=== Exercise directions ===
Starting from the line that contains "Pick out the concrete doorstep, placing", output every remaining line of the records below exactly as it appears, that line and the last one included.

Start of Exercise data

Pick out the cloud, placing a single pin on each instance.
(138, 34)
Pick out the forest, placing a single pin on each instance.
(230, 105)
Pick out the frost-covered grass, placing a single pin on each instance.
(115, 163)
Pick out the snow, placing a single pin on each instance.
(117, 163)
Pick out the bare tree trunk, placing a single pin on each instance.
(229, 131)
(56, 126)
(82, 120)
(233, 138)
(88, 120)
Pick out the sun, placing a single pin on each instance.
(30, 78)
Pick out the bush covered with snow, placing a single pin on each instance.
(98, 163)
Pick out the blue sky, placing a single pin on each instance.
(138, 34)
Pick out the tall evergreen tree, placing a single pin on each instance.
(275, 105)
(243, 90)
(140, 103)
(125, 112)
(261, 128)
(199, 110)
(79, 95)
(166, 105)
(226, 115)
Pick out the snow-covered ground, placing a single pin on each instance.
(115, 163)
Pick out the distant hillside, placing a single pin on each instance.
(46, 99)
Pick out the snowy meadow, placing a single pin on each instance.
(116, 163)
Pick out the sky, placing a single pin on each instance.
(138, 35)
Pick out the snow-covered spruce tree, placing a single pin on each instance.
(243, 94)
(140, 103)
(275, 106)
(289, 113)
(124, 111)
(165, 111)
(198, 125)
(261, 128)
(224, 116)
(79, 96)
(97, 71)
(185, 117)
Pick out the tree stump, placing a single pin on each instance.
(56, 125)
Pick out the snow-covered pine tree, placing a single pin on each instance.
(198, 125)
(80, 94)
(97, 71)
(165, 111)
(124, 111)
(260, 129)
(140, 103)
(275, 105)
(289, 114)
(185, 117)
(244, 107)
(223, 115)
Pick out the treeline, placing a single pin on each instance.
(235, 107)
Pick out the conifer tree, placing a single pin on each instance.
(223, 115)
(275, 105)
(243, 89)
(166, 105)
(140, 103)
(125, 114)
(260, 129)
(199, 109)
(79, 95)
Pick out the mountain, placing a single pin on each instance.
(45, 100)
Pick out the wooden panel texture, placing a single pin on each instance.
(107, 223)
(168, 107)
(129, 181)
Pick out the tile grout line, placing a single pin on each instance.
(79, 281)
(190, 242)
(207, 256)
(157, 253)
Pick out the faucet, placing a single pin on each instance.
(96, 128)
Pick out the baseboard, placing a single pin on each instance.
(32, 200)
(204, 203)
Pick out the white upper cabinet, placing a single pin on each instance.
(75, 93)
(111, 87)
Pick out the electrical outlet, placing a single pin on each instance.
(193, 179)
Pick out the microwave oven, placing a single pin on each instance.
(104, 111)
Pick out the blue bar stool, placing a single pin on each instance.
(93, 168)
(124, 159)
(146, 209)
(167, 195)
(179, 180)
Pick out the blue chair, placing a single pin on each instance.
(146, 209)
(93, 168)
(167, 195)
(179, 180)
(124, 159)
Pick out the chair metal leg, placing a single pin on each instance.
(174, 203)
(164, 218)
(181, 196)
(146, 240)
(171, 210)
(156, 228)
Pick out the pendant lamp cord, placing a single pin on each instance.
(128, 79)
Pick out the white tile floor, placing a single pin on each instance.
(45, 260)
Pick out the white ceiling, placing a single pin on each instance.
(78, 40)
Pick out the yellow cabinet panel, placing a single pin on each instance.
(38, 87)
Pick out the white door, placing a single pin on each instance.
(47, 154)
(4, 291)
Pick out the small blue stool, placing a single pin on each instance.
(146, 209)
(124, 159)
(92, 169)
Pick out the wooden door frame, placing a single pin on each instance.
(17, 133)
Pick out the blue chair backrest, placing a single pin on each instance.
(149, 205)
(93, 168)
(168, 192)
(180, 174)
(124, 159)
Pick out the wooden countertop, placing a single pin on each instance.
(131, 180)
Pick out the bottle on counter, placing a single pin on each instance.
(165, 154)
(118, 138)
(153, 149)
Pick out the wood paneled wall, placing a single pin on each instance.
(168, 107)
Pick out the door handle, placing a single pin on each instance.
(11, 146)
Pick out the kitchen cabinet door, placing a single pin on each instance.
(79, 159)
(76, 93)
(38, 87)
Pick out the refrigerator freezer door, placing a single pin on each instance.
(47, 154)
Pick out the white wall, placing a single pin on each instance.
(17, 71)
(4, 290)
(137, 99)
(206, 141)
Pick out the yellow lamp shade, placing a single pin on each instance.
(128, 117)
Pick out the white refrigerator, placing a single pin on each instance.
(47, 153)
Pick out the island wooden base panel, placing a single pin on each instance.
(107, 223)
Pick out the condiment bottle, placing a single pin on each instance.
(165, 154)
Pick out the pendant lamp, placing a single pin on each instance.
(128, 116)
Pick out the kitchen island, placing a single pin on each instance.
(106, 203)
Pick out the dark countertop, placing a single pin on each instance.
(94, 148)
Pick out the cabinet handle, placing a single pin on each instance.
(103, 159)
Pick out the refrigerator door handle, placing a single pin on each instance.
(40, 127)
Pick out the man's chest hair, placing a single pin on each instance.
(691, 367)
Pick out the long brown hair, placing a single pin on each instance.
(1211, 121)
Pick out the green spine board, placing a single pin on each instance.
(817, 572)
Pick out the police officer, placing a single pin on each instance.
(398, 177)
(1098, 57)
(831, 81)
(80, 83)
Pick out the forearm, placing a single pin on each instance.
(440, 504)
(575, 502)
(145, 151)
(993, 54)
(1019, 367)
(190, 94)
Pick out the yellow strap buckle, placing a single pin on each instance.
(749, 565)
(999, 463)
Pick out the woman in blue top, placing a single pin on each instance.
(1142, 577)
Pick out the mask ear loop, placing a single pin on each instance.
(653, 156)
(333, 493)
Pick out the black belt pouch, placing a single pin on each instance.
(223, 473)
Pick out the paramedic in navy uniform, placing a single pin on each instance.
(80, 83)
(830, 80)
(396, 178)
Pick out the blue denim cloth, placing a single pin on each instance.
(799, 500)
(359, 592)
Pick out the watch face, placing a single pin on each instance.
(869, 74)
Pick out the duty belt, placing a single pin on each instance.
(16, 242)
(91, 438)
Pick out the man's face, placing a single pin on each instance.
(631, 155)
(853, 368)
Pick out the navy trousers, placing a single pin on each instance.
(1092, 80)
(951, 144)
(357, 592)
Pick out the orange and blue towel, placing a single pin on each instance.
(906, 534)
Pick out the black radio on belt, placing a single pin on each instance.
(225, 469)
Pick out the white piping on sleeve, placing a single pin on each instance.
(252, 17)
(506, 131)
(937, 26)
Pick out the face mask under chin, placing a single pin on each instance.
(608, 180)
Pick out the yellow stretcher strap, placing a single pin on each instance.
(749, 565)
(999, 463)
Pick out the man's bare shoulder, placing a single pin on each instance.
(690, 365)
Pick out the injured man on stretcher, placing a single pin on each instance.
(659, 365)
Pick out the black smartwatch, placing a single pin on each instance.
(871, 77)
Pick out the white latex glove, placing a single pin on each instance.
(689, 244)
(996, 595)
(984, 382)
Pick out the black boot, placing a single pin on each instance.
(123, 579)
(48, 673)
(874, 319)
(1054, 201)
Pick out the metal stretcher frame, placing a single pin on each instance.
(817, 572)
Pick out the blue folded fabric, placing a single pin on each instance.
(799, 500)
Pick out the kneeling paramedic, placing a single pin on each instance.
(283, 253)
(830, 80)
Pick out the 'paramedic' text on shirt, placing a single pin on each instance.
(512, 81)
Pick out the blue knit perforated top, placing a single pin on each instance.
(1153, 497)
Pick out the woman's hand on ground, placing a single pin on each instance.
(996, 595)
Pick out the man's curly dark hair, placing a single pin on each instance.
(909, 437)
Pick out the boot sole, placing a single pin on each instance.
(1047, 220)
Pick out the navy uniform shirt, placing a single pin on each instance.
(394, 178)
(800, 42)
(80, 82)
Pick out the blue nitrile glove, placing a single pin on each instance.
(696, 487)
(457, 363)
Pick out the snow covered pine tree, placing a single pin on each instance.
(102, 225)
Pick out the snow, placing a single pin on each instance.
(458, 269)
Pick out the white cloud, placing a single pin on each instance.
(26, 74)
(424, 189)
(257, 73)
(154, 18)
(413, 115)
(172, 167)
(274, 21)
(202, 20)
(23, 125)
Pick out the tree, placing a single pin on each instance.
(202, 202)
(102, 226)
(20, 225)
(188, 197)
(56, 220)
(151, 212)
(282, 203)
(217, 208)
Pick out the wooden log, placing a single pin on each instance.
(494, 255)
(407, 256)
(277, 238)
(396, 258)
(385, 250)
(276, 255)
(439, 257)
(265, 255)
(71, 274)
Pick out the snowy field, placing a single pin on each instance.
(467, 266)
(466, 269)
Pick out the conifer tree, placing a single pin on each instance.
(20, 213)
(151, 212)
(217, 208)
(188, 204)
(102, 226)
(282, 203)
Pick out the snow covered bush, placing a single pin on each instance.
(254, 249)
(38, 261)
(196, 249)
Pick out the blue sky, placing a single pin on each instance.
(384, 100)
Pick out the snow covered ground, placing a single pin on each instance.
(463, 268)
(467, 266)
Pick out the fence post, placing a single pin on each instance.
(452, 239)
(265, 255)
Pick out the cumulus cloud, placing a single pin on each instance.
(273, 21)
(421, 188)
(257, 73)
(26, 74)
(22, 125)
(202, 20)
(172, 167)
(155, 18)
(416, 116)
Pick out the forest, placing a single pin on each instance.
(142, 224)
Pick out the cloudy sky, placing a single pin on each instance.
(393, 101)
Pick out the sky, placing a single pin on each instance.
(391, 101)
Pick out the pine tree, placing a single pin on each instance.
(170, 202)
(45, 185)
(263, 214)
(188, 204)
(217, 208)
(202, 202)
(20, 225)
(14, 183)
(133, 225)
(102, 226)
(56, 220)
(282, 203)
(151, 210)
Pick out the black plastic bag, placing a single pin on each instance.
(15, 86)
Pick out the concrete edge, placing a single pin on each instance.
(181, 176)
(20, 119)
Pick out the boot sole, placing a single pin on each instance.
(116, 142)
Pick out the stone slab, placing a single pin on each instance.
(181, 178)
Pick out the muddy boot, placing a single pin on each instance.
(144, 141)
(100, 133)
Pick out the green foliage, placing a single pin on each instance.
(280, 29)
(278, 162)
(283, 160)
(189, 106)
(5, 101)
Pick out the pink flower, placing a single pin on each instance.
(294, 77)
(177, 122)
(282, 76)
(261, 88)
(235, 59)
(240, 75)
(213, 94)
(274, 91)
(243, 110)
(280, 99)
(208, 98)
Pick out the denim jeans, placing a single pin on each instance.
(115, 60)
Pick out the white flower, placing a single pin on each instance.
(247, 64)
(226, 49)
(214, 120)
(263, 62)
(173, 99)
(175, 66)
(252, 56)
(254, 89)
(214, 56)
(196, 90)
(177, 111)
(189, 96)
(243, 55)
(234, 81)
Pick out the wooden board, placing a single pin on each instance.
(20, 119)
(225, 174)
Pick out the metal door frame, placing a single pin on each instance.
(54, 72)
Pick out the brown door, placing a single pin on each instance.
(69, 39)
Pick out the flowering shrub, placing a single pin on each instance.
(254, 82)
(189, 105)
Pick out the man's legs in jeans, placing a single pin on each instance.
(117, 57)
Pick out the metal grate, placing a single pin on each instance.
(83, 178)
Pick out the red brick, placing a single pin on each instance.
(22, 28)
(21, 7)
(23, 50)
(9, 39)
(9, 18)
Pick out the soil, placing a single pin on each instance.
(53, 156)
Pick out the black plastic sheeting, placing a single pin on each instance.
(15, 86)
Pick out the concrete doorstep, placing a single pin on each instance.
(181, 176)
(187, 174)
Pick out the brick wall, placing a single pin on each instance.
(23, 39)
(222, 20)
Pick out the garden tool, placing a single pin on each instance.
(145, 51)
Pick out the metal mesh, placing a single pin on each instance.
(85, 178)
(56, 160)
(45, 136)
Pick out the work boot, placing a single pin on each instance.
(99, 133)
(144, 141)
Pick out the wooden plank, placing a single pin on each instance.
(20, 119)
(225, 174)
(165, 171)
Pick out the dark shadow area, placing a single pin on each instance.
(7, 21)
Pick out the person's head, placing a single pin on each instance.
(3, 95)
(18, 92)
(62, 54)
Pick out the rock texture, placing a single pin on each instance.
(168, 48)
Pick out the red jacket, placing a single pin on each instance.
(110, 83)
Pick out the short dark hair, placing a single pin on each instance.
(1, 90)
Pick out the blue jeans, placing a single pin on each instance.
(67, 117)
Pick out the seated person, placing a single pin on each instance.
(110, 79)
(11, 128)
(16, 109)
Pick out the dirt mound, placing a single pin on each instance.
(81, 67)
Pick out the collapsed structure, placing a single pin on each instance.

End of Exercise data

=== Your response ===
Pick out the concrete doorstep, placing a single pin on each instance.
(181, 176)
(187, 174)
Pick out the brick wall, placing a single pin on each instance.
(23, 39)
(222, 20)
Pick out the garden tool, placing a single pin on each instance.
(145, 51)
Pick out the metal mesh, placing a single pin on each instance.
(85, 178)
(56, 160)
(45, 136)
Pick out the work boot, placing a single pin on each instance.
(99, 133)
(144, 141)
Pick out the wooden plank, placing a single pin on each instance.
(20, 119)
(225, 174)
(165, 171)
Pick out the dark shadow area, placing a single pin on each instance.
(7, 21)
Pick out the person's head, placing a single pin on each instance.
(3, 95)
(18, 92)
(62, 54)
Pick out the rock texture, placing a single pin on each instance.
(168, 48)
Pick out the red jacket, placing a single pin on each instance.
(110, 83)
Pick out the short dark hair, placing a single pin on each instance.
(1, 90)
Pick out the blue jeans, placing a single pin on each instance.
(67, 117)
Pick out the seated person, placing a single pin on each instance.
(110, 79)
(11, 128)
(16, 109)
Pick out the dirt mound, placing a single pin on each instance.
(81, 67)
Pick out the collapsed structure, placing a single pin on each instance.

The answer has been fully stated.